→ Aufgabe A
Fasse den Abschnitt über Expats in Großstädten in zwei Sätzen zusammen.
→ Aufgabe B
Führe den Abschnitt über Expats in Großstädten nach seinem letzten Satz weiter.

→ Text
--

Apropos: Großstädte. Auch beim Blick auf die Lebensbedingungen für Expats in den Großstädten – und die meisten von ihnen werden dort ihr Tätigkeitfeld finden – ist für unsere Breitengrade ernüchternd. „Sechs der zehn schlimmsten Städte der Welt für Auswanderer liegen in Europa – darunter zwei deutsche“, schrieb „Business Insider“ Ende 2022. An der Spitze der Negativskala allerdings steht die südafrikanische Metropole. „62 Prozent der Expats sagten, dass sie sich in Johannesburg unsicher fühlten. ‚Selbst für südafrikanische Standards kann Johannesburg ein gefährlicher Ort sein‘, steht in dem Expat-Guide von InterNations – ‚Ihr werdet sicherlich nicht ständig bedroht werden, aber ihr solltet euch der potenziellen Gefahren bewusst sein‘“, heißt es in dem Artikel. Die Frage der Sicherheit ist allerdings nur einer der Bewertungspunkte für die Flop-Liste.

--

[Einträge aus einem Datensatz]
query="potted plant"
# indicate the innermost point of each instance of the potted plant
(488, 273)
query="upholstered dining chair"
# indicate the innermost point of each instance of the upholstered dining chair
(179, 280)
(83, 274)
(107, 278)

--

→ Lösung A
Laut „Business Insider“ liegen sechs der zehn schlimmsten Städte der Welt für Auswanderer in Europa, darunter zwei deutsche. An der Spitze der Negativskala steht Johannesburg, wo sich 62 Prozent der Expats unsicher fühlten, doch die Sicherheit ist nur einer der Bewertungspunkte für die Flop-Liste.

→ Lösung B
Aber auch die spektakulären Vorfälle, bei denen es um Expats geht sollen, dürfen nicht außer Acht gelassen werden. Das westafrikanische Nigeria ist für solche Vorfälle seit Jahren bekannt. Mindestens sechs Menschen, darunter vier Soldaten, wurden Ende vergangenen Jahres getötet, als eine Gruppe bewaffneter Mitarbeiter der südkoreanischen Firma Daewoo im ölreichen nigerianischen Bundesstaat Rivers angriff. Zwei ausländische Arbeiter, die von den Sicherheitskräften eskortiert wurden, sind, wie ein Armeesprecher bekanntgab, von den Bewaffneten entführt worden sein.

Der „Aufstieg“ von Burkina Faso

Während solche Meldungen aus dem wirtschaftlich aufstrebenden, mit 230 Millionen Einwohnern bevölkerungsreichstes Land des schwarzen Kontinents, leider keine Seltenheit sind, gehen so manche Entwicklung in dieser Region von unseren Medien fast unbemerkt vor sich. Burkina Faso ist das Land, das am stärksten vom Terrorismus betroffen ist – das erste Mal, dass ein anderes Land als Afghanistan oder der Irak an der Spitze des Globalen Terrorismusindex (GTI) steht. Das Land rangiert laut „statista.com“ vor Israel, Mali und Pakistan.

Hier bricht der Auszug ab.